■ Excerpt provided:

3. The device of claim 1 wherein said power means comprises motor
means mounted to said frame and coupled with said eccentric means
for driving said eccentric means and thereby oscillating said outer
gear.
4. The device of claim 3 wherein said motor means is mounted
laterally outward from the side of said lifting apparatus in a
position extending rearwardly from said frame along the side of
said lifting apparatus.
5. In a lift truck having a lifting apparatus at its front end for
raising and lowering a load vertically and a load handling
attachment for engaging the load to be lifted, a device for
rotating said load handling attachment about an axis longitudinal
of said truck, said device comprising:
a. a frame mounted on the lifting apparatus of said lift truck
forwardly thereof between said lifting apparatus and said load
handling attachment;
b. an inner gear movably mounted on said frame forwardly thereof
between said frame and said load handling attachment and having
external teeth and front and rear faces;
c. an outer gear, having internal teeth adapted to engage said
external teeth and having front and rear faces, movably mounted on
said frame forwardly thereof between said frame and said load
handling attachment in surrounding relation to said inner gear,
said outer gear having a greater number of teeth than said inner
gear;
d. means for mounting said load handling attachment to the front
face of a first one of said gears so as to be supported
thereby;
e. pivot means for mounting said first one of said gears to said
frame so as to permit it to turn about said axis, said pivot means
supporting said first gear from the rear side thereof for
permitting the mounting of said load handling attachment to the
front face of said first gear;
f. eccentric means for mounting the second one of said gears to
said frame forwardly of said frame so as to permit it to oscillate
in a gyratory eccentric path about said axis; and
g. power means for oscillating said eccentrically mounted second
gear in said gyratory eccentric path.

(Dataset rows)
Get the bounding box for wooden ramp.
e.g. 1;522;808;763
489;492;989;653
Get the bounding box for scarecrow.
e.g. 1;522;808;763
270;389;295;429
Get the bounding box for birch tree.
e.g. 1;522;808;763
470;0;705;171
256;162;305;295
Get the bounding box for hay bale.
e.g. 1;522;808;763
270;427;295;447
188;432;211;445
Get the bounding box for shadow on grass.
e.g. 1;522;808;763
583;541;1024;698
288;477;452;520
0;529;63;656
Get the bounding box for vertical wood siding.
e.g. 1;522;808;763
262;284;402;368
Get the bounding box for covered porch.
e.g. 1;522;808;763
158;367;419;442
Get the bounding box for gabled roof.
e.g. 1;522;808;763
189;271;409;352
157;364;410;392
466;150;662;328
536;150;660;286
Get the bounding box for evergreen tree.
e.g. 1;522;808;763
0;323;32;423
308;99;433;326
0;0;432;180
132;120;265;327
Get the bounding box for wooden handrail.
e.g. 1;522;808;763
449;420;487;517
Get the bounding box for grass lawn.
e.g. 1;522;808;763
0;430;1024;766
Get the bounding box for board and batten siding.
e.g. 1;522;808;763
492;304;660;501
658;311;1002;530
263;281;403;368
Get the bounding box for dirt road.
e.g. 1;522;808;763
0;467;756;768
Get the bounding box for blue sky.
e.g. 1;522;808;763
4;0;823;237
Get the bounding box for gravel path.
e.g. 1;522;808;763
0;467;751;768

■ Stated task:
Continue the lift truck patent claims from the point where they stop.

■ Reply:
6. The device of claim 5 including a plurality of eccentric pivots
for attaching said second gear at multiple locations to said
frame.
7. The device of claim 5 wherein said power means comprises motor
means mounted to said frame and coupled with said eccentric means
for driving said eccentric means and thereby oscillating said
second gear.
8. The device of claim 2 including at least three of said eccentric
pivots for constraining the movement of said outer gear to a
predetermined eccentric path.
9. The device of claim 1 wherein said eccentric means include means
mounting said outer gear to said frame from the rear side of said
outer gear for preventing interference with the mounting of said
load handling attachment to the front face of said inner gear.
10. The device of claim 1 wherein said inner gear includes a tooth
portion and a cover plate portion, said tooth portion being mounted
between said frame and said cover plate portion and said load
handling attachment being mounted to said cover plate portion, said
cover plate portion being of sufficient size to overlap said
internal teeth of said outer gear.
11. The device of claim 6 including at least three of said
eccentric pivots for constraining the movement of said second gear
to a predetermined eccentric path.
12. The device of claim 5 wherein said eccentric means includes
means mounting said second gear to said frame from the rear side of
said second gear for preventing interference with the mounting of
said load handling attachment to the front face of said first
gear.
13. The device of claim 5 wherein said first gear includes a tooth
portion and a cover plate portion, said tooth portion being mounted
between said frame and said cover plate portion, and said load
handling attachment being mounted to said cover plate portion, said
cover plate portion being of sufficient size to overlap said teeth
of said second gear.
14. The device of claim 7 wherein said motor means is mounted
laterally outward from the side of said lifting apparatus in a
position extending rearwardly from said frame along the side of
said lifting apparatus.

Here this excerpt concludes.